You’ve heard it before. In order to run faster, you need to run faster! Use these three running exercises to get faster without it even feeling like work!
The toughest part about running faster is that it HURTS–at least initially. The intensity of a quicker pace mixed with the panic of trying to hold onto your breathing can be a lot to handle.
So, how do you adjust in order to accept and even embrace this type of intensity Here’s something that worked for us:
We’re going to give you a little strength training workout–an “intro to intensity,” if you will. You’ll be combining bodyweight exercises–burpees with squat jumps.
But wait! Before you roll your eyes at us, keep in mind that the misery is only going to last for four minutes! Ready to get started?
1) Start with two feet under your hips, standing tall, toes straight ahead.
2) Sit your hips back to place your hands on the ground in front of your feet.
3) Now either step or jump your feet back to a straight arm plank.
4) From here, do a “controlled crash” to the ground–chest and hips laid flat on the ground.
5) Now snake your chest up, leaving the knees on the ground.
6) Once the chest is off the ground, snap the hips to reverse the arch and bring the feet back into your hands, just under your hips.
7) Now, stand up.
8) Raise your arms overhead and hop.
9) That’s one burpee.
10) *If that is not sustainable for more than a few reps, ditch the “fake push-up”. Simply step or jump out to the plank and immediately bring feet back in to stand.
Now we’re ready to fire up the glutes and hamstrings with squat jumps. Here’s what the squat jump looks like:
1) Stand tall, with your feet slightly wider than hip-width apart.
2) With your toes pointing straight ahead, sit the hips back and bend your knees slightly.
3) Make sure your knees are pressed out laterally, too.
4) Next, as you sit into the squat, bring your arms in front of you.
5) Once your hips are as parallel to the ground as they can be, squeeze your butt and press it down towards your heels.
6) From the depth of your squat, you’re going to throw your arms back behind you.
7) At the same time, press your hips forward into full extension as your legs straighten.
8) Instead of coming back to standing, the momentum from the arms will help elevate you into a slight hop out of the standing position.
9) Out of the jump, roll through the toes than the heels to find your standing position again.
10) Immediately from the landing, you’ll find your next squat position with the arms back in front.
11) That’s one squat jump.
12) Complete 20 seconds of squat jumps with ten seconds for rest in between sets for a total of four minutes.
Throw this into your training plan twice a week for strong leg muscles and awesome results!
Our hip flexors are the gas pedal for our running. The more we use them, the more power (and speed) we can generate!
In order to use them more, we’ve got to make them stronger and more dynamic–and we’ve got JUST the thing!
The box jump is essentially a plyometric squat jump up to a higher surface. Here’s what it looks like:
1) Start standing tall.

# EXERCISE INSTRUCTIONS
- a) How long does the running text say the squat jumps are done before each rest, and how long is each rest?
- b) In the running text, swap "hip-width" for "shoulder-width" and write out the passage that begins at the words "9) That’s one"; stop after "back behind you.".

(Source records)
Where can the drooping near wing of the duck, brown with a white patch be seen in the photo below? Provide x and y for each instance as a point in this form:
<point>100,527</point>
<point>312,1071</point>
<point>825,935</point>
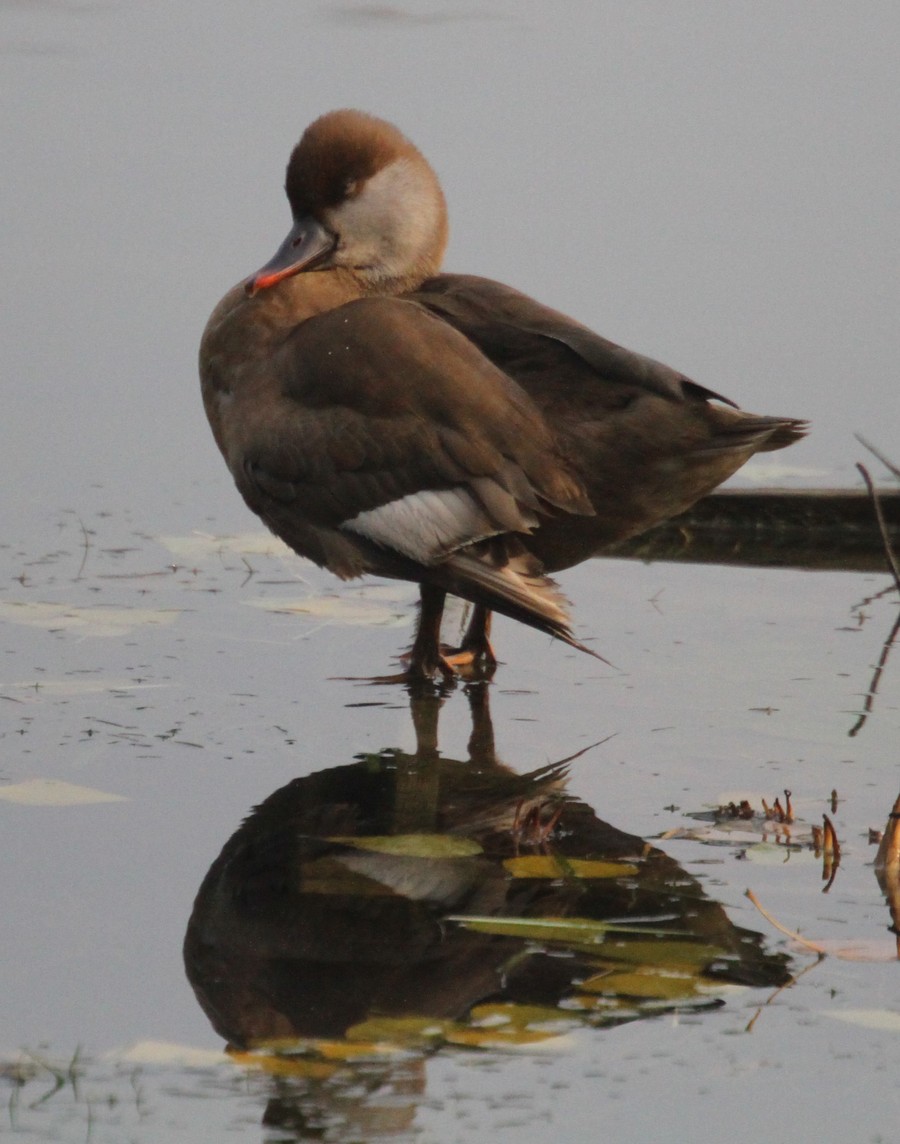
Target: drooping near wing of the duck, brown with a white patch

# SOLUTIONS TO THE TASKS
- a) Squat jumps are done for 20 seconds, with ten seconds of rest between sets.

- b)
9) That’s one burpee.
10) *If that is not sustainable for more than a few reps, ditch the “fake push-up”. Simply step or jump out to the plank and immediately bring feet back in to stand.
Now we’re ready to fire up the glutes and hamstrings with squat jumps. Here’s what the squat jump looks like:
1) Stand tall, with your feet slightly wider than shoulder-width apart.
2) With your toes pointing straight ahead, sit the hips back and bend your knees slightly.
3) Make sure your knees are pressed out laterally, too.
4) Next, as you sit into the squat, bring your arms in front of you.
5) Once your hips are as parallel to the ground as they can be, squeeze your butt and press it down towards your heels.
6) From the depth of your squat, you’re going to throw your arms back behind you.